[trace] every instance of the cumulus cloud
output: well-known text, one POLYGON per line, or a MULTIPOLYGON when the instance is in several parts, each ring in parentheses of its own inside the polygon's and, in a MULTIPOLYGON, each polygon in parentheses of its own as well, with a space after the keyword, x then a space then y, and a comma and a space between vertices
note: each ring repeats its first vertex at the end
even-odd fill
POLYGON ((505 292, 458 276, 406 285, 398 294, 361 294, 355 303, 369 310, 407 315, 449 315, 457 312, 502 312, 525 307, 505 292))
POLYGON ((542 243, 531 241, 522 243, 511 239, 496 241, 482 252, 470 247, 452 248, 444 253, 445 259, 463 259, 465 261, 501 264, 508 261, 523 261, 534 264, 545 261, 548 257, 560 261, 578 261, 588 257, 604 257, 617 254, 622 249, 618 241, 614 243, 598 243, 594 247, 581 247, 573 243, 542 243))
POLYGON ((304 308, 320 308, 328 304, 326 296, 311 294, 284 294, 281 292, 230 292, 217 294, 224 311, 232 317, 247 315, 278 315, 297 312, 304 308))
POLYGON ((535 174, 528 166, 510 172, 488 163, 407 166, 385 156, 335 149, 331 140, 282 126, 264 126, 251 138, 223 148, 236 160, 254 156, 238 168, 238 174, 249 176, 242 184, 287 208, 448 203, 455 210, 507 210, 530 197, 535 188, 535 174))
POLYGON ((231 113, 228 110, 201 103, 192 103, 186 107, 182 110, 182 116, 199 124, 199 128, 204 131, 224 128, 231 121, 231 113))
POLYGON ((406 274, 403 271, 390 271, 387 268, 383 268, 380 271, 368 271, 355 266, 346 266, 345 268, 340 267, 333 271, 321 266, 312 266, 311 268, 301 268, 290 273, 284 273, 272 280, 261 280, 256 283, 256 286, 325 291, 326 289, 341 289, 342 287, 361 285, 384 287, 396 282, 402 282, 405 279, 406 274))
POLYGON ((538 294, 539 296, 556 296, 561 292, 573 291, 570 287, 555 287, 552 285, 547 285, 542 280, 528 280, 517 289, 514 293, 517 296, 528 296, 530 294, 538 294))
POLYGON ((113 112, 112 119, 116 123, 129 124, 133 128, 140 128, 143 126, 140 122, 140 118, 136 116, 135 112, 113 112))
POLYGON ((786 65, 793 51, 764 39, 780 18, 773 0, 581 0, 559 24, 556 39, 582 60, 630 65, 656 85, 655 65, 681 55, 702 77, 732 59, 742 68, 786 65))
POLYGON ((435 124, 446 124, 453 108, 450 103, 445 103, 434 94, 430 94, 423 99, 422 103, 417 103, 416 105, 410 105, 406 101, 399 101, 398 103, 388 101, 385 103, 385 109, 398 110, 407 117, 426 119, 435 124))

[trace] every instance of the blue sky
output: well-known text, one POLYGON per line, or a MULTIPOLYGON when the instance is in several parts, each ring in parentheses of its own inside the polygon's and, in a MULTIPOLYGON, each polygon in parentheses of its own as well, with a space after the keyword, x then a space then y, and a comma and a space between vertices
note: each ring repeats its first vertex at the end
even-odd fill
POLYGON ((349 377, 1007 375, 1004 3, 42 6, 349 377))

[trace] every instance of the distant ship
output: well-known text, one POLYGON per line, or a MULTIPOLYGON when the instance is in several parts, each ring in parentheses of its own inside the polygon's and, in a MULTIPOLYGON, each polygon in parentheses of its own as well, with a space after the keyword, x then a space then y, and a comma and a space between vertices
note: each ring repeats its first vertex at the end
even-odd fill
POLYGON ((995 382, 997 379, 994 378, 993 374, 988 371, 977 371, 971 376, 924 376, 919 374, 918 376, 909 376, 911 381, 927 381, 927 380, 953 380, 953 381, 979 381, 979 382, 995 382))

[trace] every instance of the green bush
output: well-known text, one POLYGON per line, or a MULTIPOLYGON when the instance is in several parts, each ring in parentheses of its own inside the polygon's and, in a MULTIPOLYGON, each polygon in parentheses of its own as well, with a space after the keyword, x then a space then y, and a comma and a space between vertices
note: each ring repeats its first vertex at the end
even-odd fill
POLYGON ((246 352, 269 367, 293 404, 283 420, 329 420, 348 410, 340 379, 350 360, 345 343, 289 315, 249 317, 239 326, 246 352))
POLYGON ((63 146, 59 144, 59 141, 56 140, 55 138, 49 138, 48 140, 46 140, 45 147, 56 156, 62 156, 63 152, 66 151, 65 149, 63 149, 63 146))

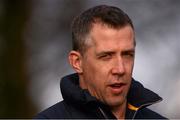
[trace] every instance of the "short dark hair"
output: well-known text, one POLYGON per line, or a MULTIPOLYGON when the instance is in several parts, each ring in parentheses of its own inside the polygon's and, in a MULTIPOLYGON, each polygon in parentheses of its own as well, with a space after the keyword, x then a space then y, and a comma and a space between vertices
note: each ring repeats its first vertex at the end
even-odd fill
POLYGON ((80 53, 86 50, 86 37, 94 23, 103 23, 115 29, 130 25, 134 29, 131 19, 121 9, 108 5, 92 7, 75 17, 72 22, 73 50, 80 53))

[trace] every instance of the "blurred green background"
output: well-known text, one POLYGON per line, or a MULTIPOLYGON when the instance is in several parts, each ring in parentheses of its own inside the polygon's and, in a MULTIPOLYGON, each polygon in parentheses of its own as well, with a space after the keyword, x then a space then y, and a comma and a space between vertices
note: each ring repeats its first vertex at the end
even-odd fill
POLYGON ((32 118, 62 100, 71 21, 99 4, 132 18, 133 77, 164 98, 151 109, 180 118, 180 0, 0 0, 0 118, 32 118))

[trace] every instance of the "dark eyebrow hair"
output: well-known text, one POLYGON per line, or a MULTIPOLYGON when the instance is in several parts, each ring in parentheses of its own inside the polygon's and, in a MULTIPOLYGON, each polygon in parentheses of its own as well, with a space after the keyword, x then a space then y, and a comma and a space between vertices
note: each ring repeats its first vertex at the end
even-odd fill
POLYGON ((96 56, 106 55, 106 54, 115 54, 113 51, 101 51, 99 53, 96 53, 96 56))

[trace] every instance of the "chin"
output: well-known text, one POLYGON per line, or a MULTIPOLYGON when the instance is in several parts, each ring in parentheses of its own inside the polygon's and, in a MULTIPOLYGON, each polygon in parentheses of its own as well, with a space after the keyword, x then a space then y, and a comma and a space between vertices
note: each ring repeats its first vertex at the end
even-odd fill
POLYGON ((121 96, 121 97, 112 98, 112 99, 108 100, 107 104, 111 107, 115 107, 115 106, 122 105, 125 101, 126 101, 126 99, 121 96))

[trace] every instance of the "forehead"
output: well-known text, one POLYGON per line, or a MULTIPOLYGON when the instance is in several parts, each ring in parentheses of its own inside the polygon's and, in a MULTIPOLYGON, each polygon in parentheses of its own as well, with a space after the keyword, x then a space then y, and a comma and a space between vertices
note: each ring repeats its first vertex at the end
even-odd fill
POLYGON ((134 30, 130 25, 112 28, 94 24, 90 32, 92 47, 96 49, 132 49, 135 47, 134 30))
====
Work to complete =
Reproduce verbatim the stretch of material from the line containing "[trace] every instance of the blue sky" through the line containing "POLYGON ((995 382, 997", with both of those lines included.

Exercise response =
[trace] every instance of the blue sky
output: well-known text, one POLYGON per line, or a MULTIPOLYGON when the instance is in several parts, each ring in parentheses of its own inside the polygon's and, in a MULTIPOLYGON, each polygon in parentheses of its own as well, with a space after the keyword, x then a space then y, and a comma and a space between vertices
note: each ring repeats its first vertex at the end
even-odd fill
POLYGON ((349 377, 1007 375, 1004 3, 42 6, 349 377))

[trace] every instance of the distant ship
output: well-known text, one POLYGON per line, or a MULTIPOLYGON when the instance is in several parts, each ring in parentheses of its own inside the polygon's and, in a MULTIPOLYGON, each polygon in parentheses of its own as well, with a space after the keyword, x then a space then y, and a comma and a space between vertices
note: each ring repeats its first vertex at the end
even-odd fill
POLYGON ((995 382, 997 379, 994 378, 993 374, 988 371, 977 371, 971 376, 924 376, 919 374, 918 376, 909 376, 911 381, 927 381, 927 380, 953 380, 953 381, 979 381, 979 382, 995 382))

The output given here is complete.